◆ **Goal**
Can you echo the lines below word for word, leaving out the pictures?

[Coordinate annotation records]

╭──

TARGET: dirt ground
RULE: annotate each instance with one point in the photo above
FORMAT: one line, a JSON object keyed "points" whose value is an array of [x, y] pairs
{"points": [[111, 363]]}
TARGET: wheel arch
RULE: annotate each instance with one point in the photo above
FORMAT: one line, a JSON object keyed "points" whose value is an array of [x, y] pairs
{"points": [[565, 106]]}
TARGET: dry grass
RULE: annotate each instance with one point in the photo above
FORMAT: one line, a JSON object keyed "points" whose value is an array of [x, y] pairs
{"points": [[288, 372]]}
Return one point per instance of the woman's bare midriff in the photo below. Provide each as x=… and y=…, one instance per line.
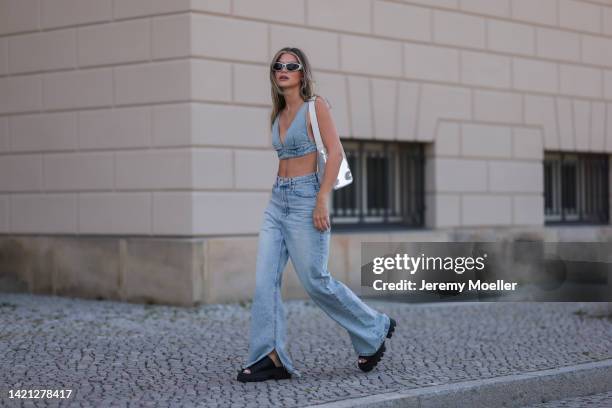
x=298, y=166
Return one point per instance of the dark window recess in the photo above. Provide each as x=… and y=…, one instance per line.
x=576, y=188
x=387, y=190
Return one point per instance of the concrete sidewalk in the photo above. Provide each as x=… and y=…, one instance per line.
x=462, y=354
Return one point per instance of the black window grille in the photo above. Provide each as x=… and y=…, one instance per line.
x=388, y=186
x=576, y=188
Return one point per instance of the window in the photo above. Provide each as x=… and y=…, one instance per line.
x=576, y=188
x=387, y=189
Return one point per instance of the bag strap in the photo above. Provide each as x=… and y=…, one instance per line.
x=315, y=124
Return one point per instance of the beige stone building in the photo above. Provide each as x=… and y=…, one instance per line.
x=135, y=148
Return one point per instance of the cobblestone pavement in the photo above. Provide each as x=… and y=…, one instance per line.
x=592, y=401
x=120, y=354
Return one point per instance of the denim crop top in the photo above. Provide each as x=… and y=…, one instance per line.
x=297, y=143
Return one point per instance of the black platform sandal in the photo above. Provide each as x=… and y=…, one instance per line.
x=263, y=370
x=372, y=361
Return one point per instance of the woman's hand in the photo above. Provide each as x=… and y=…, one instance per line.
x=320, y=215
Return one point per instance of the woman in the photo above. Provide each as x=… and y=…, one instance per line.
x=296, y=225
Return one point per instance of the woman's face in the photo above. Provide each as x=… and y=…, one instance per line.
x=284, y=77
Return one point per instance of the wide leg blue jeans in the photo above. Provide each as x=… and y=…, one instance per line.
x=288, y=231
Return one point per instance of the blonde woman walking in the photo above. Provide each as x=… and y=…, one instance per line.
x=296, y=225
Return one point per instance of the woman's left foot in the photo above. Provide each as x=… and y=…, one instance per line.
x=367, y=363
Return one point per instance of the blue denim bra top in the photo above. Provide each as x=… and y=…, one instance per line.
x=297, y=143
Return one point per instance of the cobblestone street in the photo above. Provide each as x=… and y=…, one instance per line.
x=120, y=354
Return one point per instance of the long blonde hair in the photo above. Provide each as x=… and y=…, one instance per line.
x=306, y=87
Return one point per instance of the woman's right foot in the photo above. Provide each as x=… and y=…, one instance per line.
x=367, y=363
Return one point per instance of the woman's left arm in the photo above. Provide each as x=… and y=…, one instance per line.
x=331, y=140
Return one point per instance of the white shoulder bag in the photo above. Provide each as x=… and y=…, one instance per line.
x=344, y=174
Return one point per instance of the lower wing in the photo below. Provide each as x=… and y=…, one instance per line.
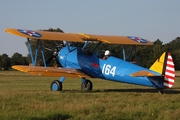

╰──

◆ **Solution for this task**
TARGET: dirt ground
RULE: annotate each instance with one point in the photo above
FORMAT: one line, a JSON object keyed "points" whose value is an array of [x, y] pairs
{"points": [[111, 363]]}
TARGET: wheel arch
RULE: annotate each instance with one point in the photo above
FORMAT: one line, a JSON object keyed "points" whose value is an array of [x, y] pairs
{"points": [[565, 106]]}
TARGET: dry grass
RULE: annotate each instance with one point in the photo above
FORMAT: one line, a JSON object keyed "points" whose value is an array of [x, y] pairs
{"points": [[288, 372]]}
Return one point per instance of the woman's bare midriff in the photo below. Provide each as x=… and y=…, one instance per line.
x=298, y=166
Return one point per instance of the dark window recess in the photo above. Provide each as x=… and y=…, one instance per line.
x=576, y=188
x=387, y=190
Return one point per instance of the concrete sidewalk in the photo above. Provide each as x=… and y=…, one instance per line.
x=462, y=354
Return one point per instance of the black window grille in the photo above. Provide each as x=… and y=…, one instance per line.
x=388, y=186
x=576, y=188
Return one point per instance of the window in the photo above. Provide each as x=… and y=…, one instance per line.
x=576, y=188
x=387, y=189
Return one point per instance of the bag strap in the photo above. Provide each as x=… and y=…, one instance per line.
x=315, y=124
Return one point per instance of the beige stone building in the photo above. Provide each as x=… and y=…, one instance per line.
x=135, y=148
Return one point per instance of the cobblestone pavement in the photo above. Provide each as x=… and y=…, one instance per line.
x=592, y=401
x=120, y=354
Return one point per instance of the denim crop top in the photo above. Provide each as x=… and y=…, one instance per line.
x=297, y=143
Return one point per instance of the black platform sandal in the photo above. Provide each as x=… and y=…, one instance per line.
x=263, y=370
x=372, y=361
Return one point per instance of the woman's hand in the photo above. Provide each as x=… and y=…, one instance per line.
x=320, y=215
Return one point per instance of the woman in the photo above. Provide each as x=… and y=…, one instance per line.
x=296, y=225
Return one point per instance of the woman's face in the photo above. Provide each as x=… and y=…, one instance per line.
x=284, y=77
Return one point per instance of the wide leg blue jeans in the photo above. Provide each as x=… and y=…, one instance per line.
x=288, y=231
Return one point per instance of the blonde woman walking in the photo above. Provide each as x=… and y=…, one instance per line.
x=296, y=225
Return one point per instance of the woman's left foot in the photo above. Provide each as x=… and y=…, one instance per line.
x=367, y=363
Return one point per instance of the blue denim bra top in the photo above. Provide each as x=… and y=…, one instance per line.
x=297, y=143
Return one point per instance of the cobblestone street in the photo above. Provide each as x=… and y=…, one instance per line.
x=120, y=354
Return one point per instance of the long blonde hair in the photo above. Provide each as x=… and y=…, one instance per line.
x=306, y=87
Return one point per instance of the woman's right foot in the photo above. Provide each as x=… and y=…, one instance per line.
x=367, y=363
Return one point per instance of the woman's left arm in the photo above. Provide each as x=… and y=…, one instance per line.
x=331, y=140
Return one point per instance of the white shoulder bag in the photo above. Provide each as x=… and y=…, one instance per line.
x=344, y=174
Return one point per instance of the lower wing in the photo below. Provide each as x=… and y=…, one instance per line.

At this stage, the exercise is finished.